Условие задания
Выведите приведенные ниже строки в виде таблицы Markdown с двумя столбцами, «Номер» и «Текст строки». В первом столбце укажите порядковый номер, во втором сам текст; пустые строки в таблицу не включайте.

Рабочие данные
<<<<
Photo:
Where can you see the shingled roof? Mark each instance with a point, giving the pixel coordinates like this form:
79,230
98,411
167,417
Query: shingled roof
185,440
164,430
>>>>
Решённая задача
| Номер | Текст строки |
|---|---|
| 1 | Photo: |
| 2 | Where can you see the shingled roof? Mark each instance with a point, giving the pixel coordinates like this form: |
| 3 | 79,230 |
| 4 | 98,411 |
| 5 | 167,417 |
| 6 | Query: shingled roof |
| 7 | 185,440 |
| 8 | 164,430 |